◆ WORK REQUIRED: Copy the lines below from the first one up to and including the line with "positive clicks: (494, 706) (524, 676)", and leave the pictures out of your answer.

[Saved data entries]
BEGIN

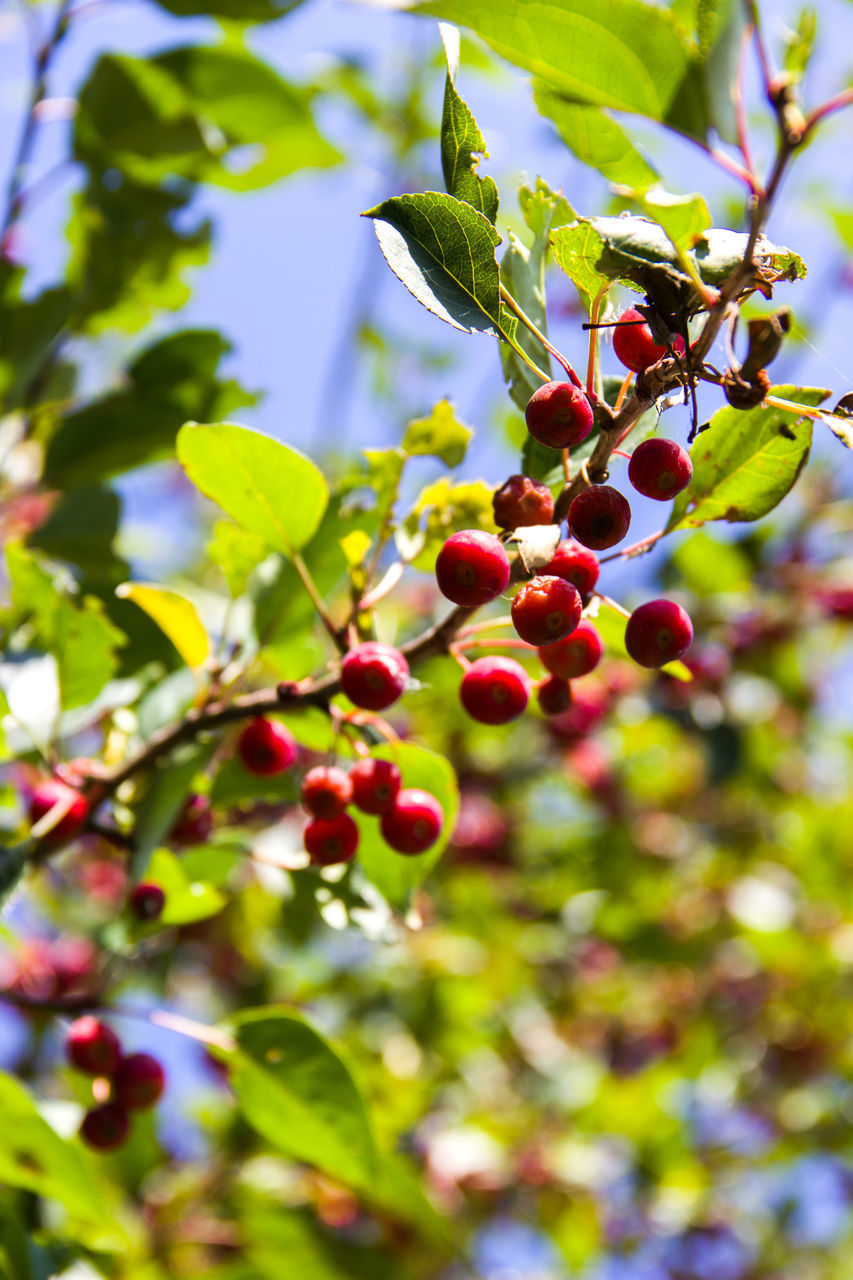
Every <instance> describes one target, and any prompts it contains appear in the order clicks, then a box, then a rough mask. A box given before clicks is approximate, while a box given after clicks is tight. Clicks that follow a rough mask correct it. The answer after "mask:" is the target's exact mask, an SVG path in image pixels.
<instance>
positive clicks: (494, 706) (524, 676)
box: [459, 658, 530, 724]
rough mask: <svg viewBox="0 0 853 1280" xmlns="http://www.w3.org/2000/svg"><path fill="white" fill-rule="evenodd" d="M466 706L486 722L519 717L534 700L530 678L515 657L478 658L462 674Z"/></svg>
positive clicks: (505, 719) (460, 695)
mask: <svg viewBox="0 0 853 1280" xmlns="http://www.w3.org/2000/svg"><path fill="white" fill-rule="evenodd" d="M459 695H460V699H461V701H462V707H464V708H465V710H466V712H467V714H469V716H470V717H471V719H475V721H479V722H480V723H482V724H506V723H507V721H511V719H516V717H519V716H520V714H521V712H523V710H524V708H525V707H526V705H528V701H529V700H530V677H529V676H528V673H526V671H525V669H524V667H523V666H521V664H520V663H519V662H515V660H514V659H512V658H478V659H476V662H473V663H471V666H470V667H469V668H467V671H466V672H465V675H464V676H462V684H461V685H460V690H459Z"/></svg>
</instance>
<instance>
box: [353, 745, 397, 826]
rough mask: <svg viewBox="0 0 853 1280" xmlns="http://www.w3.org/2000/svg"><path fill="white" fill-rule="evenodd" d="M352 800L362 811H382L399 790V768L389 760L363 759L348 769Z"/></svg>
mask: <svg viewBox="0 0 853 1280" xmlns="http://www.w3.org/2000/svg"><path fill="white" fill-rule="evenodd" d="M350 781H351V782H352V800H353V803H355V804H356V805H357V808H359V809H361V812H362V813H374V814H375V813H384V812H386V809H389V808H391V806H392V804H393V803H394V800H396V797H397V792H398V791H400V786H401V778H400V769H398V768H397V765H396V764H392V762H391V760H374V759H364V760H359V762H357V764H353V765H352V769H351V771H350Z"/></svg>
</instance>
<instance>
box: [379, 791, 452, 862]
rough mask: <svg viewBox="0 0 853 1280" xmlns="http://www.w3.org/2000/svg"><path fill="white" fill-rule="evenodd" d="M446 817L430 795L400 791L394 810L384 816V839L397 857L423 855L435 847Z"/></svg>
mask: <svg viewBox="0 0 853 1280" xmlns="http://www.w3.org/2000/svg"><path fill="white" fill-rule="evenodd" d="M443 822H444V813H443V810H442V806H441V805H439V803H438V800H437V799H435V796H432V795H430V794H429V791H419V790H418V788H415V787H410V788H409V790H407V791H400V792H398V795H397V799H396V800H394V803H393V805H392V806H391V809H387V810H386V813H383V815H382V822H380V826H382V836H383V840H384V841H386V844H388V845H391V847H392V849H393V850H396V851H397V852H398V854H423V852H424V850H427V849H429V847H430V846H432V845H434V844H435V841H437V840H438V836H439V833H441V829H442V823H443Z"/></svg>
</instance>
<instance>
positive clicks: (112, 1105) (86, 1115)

END

◆ RESPONSE:
Every <instance> describes one target, and any prompts it contains appear in the order clicks, then a box, then a rough mask. A box given before clicks is approximate, while a box given after clicks is tight. Clicks that follow a rough mask correct it. The answer after "mask:" is the target's exact mask, an SVG path in image pixels.
<instance>
positive clicks: (494, 706) (524, 676)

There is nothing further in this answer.